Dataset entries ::
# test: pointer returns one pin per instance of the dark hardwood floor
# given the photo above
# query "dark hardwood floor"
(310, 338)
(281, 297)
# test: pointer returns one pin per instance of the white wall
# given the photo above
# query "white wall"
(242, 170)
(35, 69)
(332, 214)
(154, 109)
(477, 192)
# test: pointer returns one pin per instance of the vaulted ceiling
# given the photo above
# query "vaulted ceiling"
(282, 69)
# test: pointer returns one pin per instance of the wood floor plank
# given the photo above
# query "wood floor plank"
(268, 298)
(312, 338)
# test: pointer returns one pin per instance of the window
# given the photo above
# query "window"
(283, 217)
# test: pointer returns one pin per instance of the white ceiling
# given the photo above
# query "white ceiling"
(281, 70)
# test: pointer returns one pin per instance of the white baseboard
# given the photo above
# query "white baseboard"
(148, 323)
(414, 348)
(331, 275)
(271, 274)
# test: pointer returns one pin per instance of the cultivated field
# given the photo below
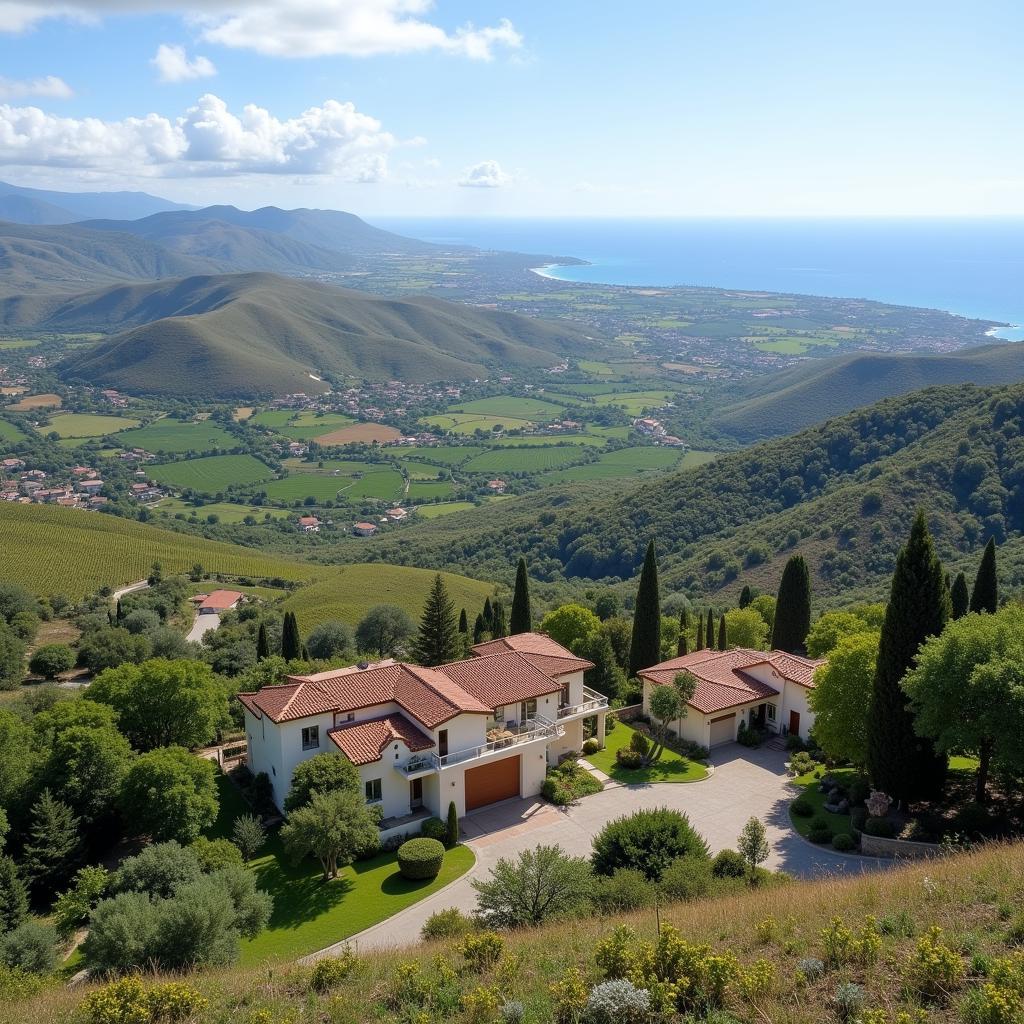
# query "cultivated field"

Task to complete ::
Reproduce each line of the records above, exactly and without pictures.

Exercise response ::
# test: pointer returns one pin per instance of the dark hardwood floor
# given the photo above
# query "dark hardwood floor"
(310, 338)
(281, 297)
# test: pointer returns one pin per instance of the white wall
# given the photo above
# query "white wall"
(242, 170)
(35, 69)
(332, 214)
(154, 109)
(477, 192)
# test: pointer returns one pin per instance of the vaulted ceiling
# given the photo above
# query "vaulted ceiling"
(282, 69)
# test: pointer returns one pin per instance of the wood floor plank
# given the photo above
# query "wood floor plank"
(268, 298)
(312, 338)
# test: pointer returns one pin per instance of the window
# given the photo above
# query "window"
(283, 217)
# test: pointer returns one pin per instance of the white ceiling
# given the photo above
# query "white ceiling"
(281, 70)
# test: pointer returns one pin per instance of the white baseboard
# given the photo above
# query "white baseboard"
(148, 323)
(414, 348)
(331, 275)
(271, 274)
# test: pointer returns one pin per instance of the cultivated field
# given the photo below
# query "cultivated field"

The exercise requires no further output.